= Extracted text =
········

Trace Forge

The Problem

Every LLM operation produces three things:

•HOLD₁ — The input (context, files, instructions)
•AGENT — The cognition (decisions, attention, confidence, surprise)
•HOLD₂ — The output (findings, documents, code, answers)

The industry default: ship HOLD₂, discard AGENT. The most valuable part — how the system thought — evaporates every session.

This skill makes the AGENT layer a first-class, persistent output.

The Three-Output Protocol

Every operation that uses this skill produces three files:

code

output/
├── WORK.md        ← what was produced (HOLD₂)
├── TRACE.md       ← how it thought (the AGENT, captured)
└── FILTER.md      ← what was deleted/kept/emerged (compression)

WORK.md

The primary deliverable. Whatever the plugin/skill/pipeline was asked to produce. No change from normal operation.

TRACE.md

The cognitive trace. Captured DURING operation, not after. Format:

markdown

# Trace: [operation name]
# Session: [timestamp]
# Operator: [agent identifier]

## Decisions

### Decision 1: [what was decided]
- **Options available:** [what could have been chosen]
- **Chosen:** [what was selected]
- **Sacrificed:** [what was NOT selected and why]
- **Confidence:** [high/medium/low]
- **Signal source:** [what triggered this decision]

### Decision 2: ...

········

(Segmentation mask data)
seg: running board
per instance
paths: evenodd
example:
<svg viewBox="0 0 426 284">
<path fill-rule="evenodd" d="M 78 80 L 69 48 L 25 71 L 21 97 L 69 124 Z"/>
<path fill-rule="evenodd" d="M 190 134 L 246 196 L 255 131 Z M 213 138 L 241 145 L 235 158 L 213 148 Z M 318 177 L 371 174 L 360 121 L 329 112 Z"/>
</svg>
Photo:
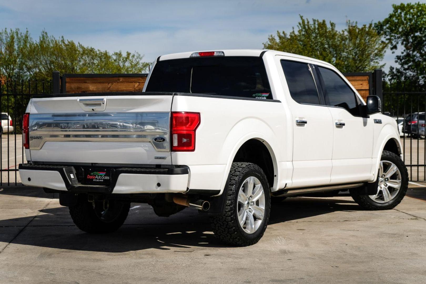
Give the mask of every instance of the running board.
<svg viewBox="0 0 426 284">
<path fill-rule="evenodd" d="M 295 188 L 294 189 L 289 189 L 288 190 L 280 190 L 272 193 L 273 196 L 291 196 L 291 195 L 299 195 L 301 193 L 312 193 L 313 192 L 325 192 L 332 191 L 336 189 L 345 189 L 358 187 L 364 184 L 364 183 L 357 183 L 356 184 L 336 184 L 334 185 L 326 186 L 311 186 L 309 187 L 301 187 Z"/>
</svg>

········

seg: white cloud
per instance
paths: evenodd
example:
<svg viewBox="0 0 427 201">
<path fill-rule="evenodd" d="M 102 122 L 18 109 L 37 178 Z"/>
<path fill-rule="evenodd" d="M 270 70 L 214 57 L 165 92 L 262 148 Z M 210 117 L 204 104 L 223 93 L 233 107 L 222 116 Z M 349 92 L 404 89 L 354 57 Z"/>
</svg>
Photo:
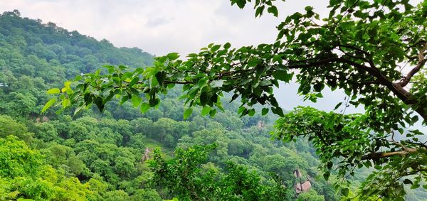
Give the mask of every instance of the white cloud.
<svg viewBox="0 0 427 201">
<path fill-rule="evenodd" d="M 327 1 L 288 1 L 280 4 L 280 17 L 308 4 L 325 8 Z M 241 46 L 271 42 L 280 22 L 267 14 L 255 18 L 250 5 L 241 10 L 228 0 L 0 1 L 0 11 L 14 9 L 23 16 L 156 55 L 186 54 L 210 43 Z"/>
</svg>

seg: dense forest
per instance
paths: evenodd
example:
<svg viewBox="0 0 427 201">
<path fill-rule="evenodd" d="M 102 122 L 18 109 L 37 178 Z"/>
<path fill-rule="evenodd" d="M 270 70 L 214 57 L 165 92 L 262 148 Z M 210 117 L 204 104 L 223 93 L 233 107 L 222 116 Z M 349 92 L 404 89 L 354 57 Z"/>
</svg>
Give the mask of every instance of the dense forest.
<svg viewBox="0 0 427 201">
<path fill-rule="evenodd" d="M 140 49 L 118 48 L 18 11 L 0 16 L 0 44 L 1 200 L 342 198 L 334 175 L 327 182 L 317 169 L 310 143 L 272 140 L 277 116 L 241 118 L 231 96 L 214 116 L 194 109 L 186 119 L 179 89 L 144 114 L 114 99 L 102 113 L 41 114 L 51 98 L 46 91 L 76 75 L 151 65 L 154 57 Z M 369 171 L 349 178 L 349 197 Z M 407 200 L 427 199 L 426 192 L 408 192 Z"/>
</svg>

········

= Required work =
- a) List every field that the Trace Forge page's TRACE.md format includes under each decision.
- b) Answer these questions about the Trace Forge page, one per line:
(i) What does HOLD₁ consist of?
(ii) Which file records what was deleted, kept, or emerged?
(iii) When is the cognitive trace captured?

= Answers by item =
- a)
Options available
Chosen
Sacrificed
Confidence
Signal source

- b)
(i) The input (context, files, instructions)
(ii) FILTER.md
(iii) During operation, not after